Selection -
_____

STOCKHOLM, June 17 (Reuters) - Swedish mobile telecom gear maker Ericsson is being investigated by U.S. authorities over possible corruption related to its business in China, Swedish daily Svenska Dagbladet (SvD) reported late on Thursday, citing unnamed sources.
SvD said on its website the U.S. Securities and Exchange Commission (SEC) and the Department of Justice (DOJ) are investigating Ericsson, whose shares are listed in Stockholm as well as on Nasdaq.
In an emailed statement, an Ericsson spokesperson declined to comment on the report other than saying the company was cooperating with U.S. authorities to answer questions over its operations it had received in March 2013.
“As a listed company, we always follow the requirements to publicly disclose any information about events that would have a material impact on the company or its finances,” the spokesperson said.

_____

Listing -

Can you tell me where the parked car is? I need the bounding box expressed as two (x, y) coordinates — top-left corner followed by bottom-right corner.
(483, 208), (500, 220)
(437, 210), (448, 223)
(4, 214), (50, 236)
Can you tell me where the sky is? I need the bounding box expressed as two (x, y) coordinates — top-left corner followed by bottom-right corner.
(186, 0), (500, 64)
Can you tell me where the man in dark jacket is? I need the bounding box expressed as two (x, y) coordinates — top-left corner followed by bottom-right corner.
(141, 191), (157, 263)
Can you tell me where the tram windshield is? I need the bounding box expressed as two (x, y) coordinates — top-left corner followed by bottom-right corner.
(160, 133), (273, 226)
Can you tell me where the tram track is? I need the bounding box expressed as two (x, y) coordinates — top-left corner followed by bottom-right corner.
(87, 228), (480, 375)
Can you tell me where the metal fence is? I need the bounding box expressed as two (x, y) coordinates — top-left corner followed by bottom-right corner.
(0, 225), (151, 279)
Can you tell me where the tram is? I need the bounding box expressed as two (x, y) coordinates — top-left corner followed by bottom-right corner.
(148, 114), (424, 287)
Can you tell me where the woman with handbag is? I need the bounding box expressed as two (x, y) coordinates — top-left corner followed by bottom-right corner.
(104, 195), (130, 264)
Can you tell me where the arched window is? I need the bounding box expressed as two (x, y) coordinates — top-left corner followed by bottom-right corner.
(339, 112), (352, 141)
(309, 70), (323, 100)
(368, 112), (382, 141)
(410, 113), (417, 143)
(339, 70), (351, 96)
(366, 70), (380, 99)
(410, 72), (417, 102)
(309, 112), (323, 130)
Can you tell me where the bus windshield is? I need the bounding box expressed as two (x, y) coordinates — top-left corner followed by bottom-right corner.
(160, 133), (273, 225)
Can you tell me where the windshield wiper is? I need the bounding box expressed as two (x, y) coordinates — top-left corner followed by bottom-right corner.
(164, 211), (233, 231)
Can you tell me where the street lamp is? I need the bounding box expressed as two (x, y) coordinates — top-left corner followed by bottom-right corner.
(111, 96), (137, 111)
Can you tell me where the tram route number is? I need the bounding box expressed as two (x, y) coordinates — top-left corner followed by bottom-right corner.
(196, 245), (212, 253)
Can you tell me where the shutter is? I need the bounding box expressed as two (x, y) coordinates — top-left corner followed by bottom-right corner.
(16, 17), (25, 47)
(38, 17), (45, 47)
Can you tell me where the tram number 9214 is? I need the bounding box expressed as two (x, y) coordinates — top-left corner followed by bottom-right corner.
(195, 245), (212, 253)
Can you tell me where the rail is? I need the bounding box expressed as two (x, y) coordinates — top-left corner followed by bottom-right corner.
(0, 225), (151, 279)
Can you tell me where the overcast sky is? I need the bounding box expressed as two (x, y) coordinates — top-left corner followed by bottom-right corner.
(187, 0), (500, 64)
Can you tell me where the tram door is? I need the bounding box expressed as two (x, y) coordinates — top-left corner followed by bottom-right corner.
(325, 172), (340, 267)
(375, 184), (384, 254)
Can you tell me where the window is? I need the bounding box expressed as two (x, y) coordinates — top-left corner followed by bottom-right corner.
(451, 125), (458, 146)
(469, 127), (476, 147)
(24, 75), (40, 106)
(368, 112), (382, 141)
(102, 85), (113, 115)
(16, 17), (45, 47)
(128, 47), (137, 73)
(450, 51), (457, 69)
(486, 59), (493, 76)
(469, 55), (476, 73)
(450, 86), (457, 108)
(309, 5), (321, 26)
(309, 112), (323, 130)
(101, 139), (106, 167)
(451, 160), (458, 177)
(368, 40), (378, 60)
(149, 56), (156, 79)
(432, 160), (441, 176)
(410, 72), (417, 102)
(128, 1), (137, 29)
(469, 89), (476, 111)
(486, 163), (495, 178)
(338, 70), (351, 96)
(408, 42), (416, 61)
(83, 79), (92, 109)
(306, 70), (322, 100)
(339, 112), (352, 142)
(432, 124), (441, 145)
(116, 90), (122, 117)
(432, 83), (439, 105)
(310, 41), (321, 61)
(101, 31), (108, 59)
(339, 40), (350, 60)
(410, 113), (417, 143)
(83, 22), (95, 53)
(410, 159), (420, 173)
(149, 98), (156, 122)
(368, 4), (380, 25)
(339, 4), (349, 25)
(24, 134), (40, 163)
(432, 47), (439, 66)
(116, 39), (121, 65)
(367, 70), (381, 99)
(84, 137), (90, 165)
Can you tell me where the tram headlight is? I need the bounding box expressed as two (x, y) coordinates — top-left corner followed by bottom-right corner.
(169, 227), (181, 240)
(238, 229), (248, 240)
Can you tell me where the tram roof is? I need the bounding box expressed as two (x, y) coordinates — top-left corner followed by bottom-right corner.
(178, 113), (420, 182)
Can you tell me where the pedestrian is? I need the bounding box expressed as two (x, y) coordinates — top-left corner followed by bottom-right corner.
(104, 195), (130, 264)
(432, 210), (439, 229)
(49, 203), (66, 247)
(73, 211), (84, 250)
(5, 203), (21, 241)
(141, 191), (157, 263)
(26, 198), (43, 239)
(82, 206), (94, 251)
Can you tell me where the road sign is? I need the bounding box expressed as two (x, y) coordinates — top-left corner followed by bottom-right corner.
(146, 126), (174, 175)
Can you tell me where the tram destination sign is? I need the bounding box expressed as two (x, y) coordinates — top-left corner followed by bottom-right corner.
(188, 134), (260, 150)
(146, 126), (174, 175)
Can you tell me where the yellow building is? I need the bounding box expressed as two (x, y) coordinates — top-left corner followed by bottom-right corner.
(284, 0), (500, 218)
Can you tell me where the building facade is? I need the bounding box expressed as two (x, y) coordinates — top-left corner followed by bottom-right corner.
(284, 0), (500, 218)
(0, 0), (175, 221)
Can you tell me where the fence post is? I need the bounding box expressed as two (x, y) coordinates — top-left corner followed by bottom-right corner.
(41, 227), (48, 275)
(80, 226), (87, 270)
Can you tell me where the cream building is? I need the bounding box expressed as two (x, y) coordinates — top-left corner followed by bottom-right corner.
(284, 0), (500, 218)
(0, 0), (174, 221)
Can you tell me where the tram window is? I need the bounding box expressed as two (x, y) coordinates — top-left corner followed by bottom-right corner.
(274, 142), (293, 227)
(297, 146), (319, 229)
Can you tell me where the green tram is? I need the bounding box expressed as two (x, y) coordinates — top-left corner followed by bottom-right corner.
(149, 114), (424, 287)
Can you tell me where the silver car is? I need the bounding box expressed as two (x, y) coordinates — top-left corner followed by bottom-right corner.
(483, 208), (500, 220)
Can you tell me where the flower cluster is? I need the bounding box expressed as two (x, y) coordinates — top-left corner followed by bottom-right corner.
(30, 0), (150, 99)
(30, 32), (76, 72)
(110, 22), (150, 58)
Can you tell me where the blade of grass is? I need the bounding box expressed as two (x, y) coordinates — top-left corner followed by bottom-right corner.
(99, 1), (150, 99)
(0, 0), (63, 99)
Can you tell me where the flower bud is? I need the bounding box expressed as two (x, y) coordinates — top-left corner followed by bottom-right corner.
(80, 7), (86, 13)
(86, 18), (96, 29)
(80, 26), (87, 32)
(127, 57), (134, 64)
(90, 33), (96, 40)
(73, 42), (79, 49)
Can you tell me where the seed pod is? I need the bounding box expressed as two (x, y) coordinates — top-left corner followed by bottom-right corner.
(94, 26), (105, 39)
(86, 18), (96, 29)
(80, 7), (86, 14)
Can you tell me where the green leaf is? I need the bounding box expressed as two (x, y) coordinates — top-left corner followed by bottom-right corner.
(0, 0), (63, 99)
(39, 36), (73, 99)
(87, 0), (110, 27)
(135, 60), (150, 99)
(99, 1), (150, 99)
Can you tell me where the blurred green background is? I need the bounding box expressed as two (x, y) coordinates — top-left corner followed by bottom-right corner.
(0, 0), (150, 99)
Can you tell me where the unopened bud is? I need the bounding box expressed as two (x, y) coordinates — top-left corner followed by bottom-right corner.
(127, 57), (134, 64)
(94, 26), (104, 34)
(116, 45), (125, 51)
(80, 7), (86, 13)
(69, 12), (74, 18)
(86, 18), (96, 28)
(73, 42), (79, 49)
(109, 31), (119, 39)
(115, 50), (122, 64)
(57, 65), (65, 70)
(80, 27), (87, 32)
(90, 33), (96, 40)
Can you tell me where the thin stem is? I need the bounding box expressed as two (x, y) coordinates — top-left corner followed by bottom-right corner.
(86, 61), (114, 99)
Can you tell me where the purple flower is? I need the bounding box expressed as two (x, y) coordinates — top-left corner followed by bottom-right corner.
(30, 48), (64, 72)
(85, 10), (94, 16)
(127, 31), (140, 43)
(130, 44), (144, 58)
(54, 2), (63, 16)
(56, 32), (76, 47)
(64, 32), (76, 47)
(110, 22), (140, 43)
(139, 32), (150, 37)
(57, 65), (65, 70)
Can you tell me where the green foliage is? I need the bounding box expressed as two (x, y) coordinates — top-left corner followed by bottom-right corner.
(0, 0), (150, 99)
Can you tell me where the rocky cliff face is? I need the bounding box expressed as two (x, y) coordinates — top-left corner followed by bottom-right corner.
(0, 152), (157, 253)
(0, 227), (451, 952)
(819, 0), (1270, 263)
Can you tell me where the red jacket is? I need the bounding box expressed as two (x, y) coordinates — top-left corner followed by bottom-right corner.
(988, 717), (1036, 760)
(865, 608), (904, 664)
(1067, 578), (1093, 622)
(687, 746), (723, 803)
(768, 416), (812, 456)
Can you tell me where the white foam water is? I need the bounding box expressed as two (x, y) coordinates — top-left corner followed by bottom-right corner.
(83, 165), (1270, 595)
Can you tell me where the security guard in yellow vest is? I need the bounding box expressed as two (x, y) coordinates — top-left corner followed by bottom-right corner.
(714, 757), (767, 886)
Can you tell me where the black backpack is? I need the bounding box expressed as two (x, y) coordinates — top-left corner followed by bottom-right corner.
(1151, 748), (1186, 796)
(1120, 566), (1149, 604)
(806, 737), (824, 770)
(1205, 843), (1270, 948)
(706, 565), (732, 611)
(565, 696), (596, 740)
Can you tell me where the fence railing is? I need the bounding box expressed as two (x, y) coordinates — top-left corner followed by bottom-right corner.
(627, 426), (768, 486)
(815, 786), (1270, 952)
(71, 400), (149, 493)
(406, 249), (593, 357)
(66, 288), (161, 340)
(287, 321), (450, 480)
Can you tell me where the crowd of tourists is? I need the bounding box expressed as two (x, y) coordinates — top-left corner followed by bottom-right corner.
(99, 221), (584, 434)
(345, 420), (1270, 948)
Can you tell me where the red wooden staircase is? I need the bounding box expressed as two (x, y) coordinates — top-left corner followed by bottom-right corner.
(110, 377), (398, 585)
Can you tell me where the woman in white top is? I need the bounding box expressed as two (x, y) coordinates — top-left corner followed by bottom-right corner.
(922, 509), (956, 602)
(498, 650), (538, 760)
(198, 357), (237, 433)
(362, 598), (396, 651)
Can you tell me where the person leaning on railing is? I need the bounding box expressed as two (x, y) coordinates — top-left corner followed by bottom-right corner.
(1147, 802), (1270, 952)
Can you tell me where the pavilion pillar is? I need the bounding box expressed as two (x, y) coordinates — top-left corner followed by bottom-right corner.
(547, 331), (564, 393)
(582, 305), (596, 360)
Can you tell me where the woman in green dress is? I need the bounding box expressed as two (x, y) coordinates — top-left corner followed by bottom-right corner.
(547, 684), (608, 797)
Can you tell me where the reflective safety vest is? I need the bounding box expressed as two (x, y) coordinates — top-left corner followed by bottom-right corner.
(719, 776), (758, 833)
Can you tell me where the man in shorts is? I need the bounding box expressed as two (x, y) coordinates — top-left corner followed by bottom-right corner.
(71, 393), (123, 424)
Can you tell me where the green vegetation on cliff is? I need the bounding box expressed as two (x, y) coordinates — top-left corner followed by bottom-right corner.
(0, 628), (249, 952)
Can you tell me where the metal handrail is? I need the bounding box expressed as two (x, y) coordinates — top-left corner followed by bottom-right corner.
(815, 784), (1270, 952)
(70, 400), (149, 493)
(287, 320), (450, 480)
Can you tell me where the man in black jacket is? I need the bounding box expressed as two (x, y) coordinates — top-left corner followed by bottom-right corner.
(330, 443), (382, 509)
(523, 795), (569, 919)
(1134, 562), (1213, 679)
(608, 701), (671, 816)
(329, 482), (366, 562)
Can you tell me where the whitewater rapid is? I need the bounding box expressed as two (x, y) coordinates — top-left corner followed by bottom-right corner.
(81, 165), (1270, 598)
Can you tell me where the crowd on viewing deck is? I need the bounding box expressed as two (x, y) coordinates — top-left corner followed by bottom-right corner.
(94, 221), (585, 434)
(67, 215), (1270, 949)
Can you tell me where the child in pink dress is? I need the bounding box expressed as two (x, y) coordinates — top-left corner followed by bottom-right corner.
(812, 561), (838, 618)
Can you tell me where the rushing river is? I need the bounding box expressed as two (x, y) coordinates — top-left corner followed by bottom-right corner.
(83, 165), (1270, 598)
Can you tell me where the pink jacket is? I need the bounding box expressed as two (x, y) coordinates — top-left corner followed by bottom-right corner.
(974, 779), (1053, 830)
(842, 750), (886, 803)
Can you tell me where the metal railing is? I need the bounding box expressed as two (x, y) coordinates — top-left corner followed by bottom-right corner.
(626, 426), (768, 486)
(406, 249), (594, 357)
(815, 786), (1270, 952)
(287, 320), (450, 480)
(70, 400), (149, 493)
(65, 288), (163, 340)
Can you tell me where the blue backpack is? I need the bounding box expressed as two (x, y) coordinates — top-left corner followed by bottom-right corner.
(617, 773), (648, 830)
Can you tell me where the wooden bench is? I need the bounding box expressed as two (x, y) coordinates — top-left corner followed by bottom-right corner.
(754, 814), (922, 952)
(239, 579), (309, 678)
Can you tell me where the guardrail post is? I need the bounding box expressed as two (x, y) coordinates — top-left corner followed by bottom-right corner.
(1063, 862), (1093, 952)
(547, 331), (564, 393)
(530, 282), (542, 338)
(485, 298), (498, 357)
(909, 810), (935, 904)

_____

Task description - Name every organization mentioned in the Ericsson news report. Work only from the Ericsson news report, not from the lines.

Task answer -
- Reuters
- Ericsson
- Svenska Dagbladet (SvD)
- U.S. Securities and Exchange Commission (SEC)
- Department of Justice (DOJ)
- Nasdaq